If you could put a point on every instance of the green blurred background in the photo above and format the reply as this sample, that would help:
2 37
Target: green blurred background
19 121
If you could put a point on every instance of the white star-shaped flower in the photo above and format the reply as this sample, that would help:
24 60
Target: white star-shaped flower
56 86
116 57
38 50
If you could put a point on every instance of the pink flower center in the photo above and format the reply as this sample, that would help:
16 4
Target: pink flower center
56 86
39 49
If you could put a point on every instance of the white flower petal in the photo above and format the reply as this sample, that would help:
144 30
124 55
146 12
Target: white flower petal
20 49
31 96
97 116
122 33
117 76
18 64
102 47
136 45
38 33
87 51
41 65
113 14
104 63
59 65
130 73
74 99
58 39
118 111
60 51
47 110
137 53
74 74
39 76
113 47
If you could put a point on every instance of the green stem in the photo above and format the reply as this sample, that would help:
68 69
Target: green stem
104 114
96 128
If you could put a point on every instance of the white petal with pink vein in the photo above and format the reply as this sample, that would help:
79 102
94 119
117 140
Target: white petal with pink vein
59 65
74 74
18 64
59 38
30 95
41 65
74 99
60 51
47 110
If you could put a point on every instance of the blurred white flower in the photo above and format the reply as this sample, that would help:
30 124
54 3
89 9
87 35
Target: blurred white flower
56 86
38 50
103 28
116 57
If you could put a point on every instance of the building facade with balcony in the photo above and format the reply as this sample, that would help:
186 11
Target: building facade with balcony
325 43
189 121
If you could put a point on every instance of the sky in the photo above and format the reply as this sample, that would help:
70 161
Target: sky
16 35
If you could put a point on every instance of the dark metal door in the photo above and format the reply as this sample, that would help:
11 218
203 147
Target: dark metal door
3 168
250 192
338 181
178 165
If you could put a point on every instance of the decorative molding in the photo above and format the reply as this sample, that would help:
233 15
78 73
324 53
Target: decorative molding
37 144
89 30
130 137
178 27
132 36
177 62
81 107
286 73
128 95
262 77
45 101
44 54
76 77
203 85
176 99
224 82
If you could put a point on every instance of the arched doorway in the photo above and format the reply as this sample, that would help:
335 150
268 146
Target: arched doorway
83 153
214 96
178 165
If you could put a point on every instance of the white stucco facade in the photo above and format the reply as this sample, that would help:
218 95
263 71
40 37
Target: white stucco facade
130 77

——

Stated problem » Please put all the items above into a numbered list, leaving out any blank lines.

Task solution »
1. If you could put a point on every instance of the green blurred background in the photo above and format the reply as this sample, that would help:
2. 2 37
3. Target: green blurred background
4. 19 121
5. If you could put a point on every instance of the white star-shaped flower in the photo above and format the reply as this sample, that would help:
6. 24 60
7. Target: white star-shaped flower
8. 56 86
9. 116 57
10. 38 50
11. If you could put a point on every instance of the pink flower center in the photo above and format the reply as this sample, that would help:
12. 16 4
13. Target: pink flower center
14. 56 86
15. 39 49
16. If you could put a point on every instance of the white flower petal in the photo above and format the reply as this sample, that would help:
17. 144 30
18. 124 55
19. 146 12
20. Target: white flower petal
21. 20 49
22. 31 96
23. 97 116
24. 122 33
25. 117 76
26. 18 64
27. 102 47
28. 136 45
29. 38 33
30. 87 51
31. 41 65
32. 113 14
33. 104 63
34. 59 65
35. 130 73
36. 74 99
37. 58 39
38. 118 111
39. 60 51
40. 47 110
41. 137 53
42. 74 74
43. 39 76
44. 113 47
45. If you could put a point on every instance of the green stem in the photo above and format the reply as this sample, that would help:
46. 68 69
47. Target: green stem
48. 104 114
49. 96 128
50. If you could put a point on every instance of the white petal with pink vein in the photo above and format the reply as this sample, that would help:
51. 79 102
52. 94 119
53. 117 140
54. Target: white petal with pink vein
55. 59 65
56. 74 74
57. 18 64
58. 59 38
59. 30 95
60. 41 65
61. 74 99
62. 60 51
63. 47 110
64. If you could put a point on every instance of the blurred white flower in the photo above and format the reply as this sample, that would help:
65. 30 124
66. 54 3
67. 89 9
68. 87 35
69. Target: blurred white flower
70. 56 86
71. 38 50
72. 103 28
73. 116 57
74. If you could put a point on every instance of the building facade with balcony in the photo above and format the reply as this sample, that would help:
75. 186 11
76. Target: building facade with balcony
77. 325 43
78. 189 121
79. If you could put a point on every instance of the sky in the photo above and format the reply as this sample, that would help:
80. 70 161
81. Target: sky
82. 16 35
83. If you could put a point on every instance of the dark metal door in the photo above and format the reply as this sample, that would help:
84. 11 218
85. 203 147
86. Target: dark metal door
87. 3 168
88. 250 192
89. 338 181
90. 178 165
91. If you could put a point on every instance of the decorative molding in the photo above and format the reply as this sample, that would help:
92. 233 15
93. 78 73
94. 324 53
95. Target: decorative molding
96. 37 144
97. 89 30
98. 130 137
99. 178 27
100. 132 36
101. 177 62
102. 81 107
103. 286 73
104. 128 95
105. 262 77
106. 45 101
107. 44 54
108. 76 77
109. 203 85
110. 176 99
111. 224 82
112. If you could put a point on every instance of the arched doorway in the photo above and format the reply as this sample, that would help:
113. 335 150
114. 268 146
115. Target: arched doorway
116. 83 153
117. 214 96
118. 178 165
119. If you could put a point on every instance of the white stucco facade in the photo above and format the reply as this sample, that would help:
120. 218 95
121. 263 71
122. 40 37
123. Target: white stucco facade
124. 130 77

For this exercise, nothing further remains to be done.